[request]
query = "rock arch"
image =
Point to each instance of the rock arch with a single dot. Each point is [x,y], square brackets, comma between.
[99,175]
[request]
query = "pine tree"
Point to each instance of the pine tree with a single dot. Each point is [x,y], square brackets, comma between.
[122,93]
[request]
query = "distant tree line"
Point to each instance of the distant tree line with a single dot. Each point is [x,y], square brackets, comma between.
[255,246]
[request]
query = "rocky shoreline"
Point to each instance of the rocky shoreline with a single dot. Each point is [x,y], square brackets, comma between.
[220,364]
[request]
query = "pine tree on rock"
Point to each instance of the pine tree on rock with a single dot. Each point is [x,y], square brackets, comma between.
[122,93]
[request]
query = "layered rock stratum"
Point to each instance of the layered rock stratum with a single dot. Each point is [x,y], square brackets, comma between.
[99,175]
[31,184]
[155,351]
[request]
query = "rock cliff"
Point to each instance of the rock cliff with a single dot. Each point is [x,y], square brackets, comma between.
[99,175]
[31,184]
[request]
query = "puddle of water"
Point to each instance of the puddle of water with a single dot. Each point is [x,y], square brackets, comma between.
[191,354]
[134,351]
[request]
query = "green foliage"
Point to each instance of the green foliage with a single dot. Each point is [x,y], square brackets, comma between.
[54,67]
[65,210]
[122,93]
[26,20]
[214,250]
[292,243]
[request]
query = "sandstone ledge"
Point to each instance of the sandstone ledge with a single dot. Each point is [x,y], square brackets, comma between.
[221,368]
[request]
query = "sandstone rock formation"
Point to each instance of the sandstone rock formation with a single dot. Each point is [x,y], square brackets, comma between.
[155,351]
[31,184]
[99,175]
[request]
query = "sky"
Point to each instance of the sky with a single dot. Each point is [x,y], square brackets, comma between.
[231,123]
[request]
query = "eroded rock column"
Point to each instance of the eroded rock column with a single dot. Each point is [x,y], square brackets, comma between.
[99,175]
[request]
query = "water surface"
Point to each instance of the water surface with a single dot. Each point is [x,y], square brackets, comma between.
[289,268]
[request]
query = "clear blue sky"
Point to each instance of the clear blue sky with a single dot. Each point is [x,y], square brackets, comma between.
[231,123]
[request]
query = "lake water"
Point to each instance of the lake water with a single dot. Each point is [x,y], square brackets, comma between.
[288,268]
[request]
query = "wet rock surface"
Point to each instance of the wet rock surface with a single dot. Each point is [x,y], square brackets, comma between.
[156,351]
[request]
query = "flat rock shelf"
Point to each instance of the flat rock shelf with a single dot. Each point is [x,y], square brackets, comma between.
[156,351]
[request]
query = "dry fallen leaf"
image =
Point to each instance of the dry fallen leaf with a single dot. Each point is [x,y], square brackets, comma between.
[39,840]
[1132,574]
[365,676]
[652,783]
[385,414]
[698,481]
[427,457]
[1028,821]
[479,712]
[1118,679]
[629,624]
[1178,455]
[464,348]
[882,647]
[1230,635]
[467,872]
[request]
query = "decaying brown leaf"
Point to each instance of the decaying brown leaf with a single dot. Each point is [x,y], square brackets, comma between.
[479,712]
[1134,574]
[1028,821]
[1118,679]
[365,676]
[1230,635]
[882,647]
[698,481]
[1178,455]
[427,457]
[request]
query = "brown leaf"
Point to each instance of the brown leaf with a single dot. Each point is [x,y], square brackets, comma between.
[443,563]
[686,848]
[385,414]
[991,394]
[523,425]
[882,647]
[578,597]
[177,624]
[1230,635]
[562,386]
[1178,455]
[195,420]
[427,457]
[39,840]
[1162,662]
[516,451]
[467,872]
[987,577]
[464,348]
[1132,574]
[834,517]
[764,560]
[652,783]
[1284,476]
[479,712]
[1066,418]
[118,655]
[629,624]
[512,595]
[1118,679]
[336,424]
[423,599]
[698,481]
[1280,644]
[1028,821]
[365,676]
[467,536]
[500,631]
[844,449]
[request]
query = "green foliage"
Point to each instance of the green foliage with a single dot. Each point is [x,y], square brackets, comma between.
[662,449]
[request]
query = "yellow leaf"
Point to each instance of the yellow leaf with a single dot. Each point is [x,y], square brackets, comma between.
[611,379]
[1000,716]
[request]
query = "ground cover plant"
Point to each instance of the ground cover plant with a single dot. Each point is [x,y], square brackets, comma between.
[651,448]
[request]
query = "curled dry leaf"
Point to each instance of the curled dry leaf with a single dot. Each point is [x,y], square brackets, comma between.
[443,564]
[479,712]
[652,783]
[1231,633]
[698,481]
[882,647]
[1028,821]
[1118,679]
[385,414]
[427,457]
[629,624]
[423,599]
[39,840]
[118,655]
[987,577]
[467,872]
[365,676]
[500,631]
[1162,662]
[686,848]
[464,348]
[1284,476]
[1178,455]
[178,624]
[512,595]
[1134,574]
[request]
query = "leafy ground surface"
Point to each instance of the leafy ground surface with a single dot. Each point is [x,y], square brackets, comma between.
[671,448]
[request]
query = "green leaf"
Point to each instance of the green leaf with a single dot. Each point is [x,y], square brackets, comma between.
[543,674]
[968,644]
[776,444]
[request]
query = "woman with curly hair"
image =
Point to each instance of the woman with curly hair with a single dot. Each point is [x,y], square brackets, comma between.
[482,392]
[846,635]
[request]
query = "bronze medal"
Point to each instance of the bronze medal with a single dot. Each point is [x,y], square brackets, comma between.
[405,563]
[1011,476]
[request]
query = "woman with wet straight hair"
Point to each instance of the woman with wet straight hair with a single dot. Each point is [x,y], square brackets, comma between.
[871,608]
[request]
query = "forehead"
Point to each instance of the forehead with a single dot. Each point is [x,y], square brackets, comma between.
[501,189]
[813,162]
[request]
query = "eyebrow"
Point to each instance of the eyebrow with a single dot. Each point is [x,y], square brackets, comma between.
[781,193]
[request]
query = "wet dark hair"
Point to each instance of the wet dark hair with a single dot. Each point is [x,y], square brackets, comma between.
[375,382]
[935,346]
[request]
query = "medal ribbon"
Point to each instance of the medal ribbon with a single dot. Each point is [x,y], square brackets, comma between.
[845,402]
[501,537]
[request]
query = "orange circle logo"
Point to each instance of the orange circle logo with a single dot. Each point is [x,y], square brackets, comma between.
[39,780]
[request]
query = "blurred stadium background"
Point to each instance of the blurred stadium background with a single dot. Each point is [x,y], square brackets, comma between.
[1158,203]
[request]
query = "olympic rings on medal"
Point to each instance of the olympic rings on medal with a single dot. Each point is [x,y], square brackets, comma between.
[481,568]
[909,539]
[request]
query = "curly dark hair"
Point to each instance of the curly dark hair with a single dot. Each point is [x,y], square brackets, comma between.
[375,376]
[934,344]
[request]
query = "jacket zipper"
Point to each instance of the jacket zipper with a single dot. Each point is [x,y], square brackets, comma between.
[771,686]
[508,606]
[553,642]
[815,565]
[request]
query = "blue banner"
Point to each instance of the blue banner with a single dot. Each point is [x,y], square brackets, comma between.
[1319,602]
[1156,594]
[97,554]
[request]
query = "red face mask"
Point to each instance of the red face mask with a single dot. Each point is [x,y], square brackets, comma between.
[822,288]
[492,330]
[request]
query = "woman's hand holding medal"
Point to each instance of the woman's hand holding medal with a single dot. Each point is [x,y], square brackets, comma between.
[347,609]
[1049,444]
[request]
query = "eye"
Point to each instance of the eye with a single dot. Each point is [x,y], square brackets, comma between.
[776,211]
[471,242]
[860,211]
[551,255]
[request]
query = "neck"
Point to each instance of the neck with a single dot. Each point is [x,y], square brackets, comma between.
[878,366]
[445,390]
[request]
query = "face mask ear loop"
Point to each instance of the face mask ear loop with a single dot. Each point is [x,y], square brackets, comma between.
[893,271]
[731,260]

INSTRUCTION — Count the lines in the records above that contain the string "rings", treating uppercase and lowercase as different, and reply with only the number.

ANSWER BELOW — 2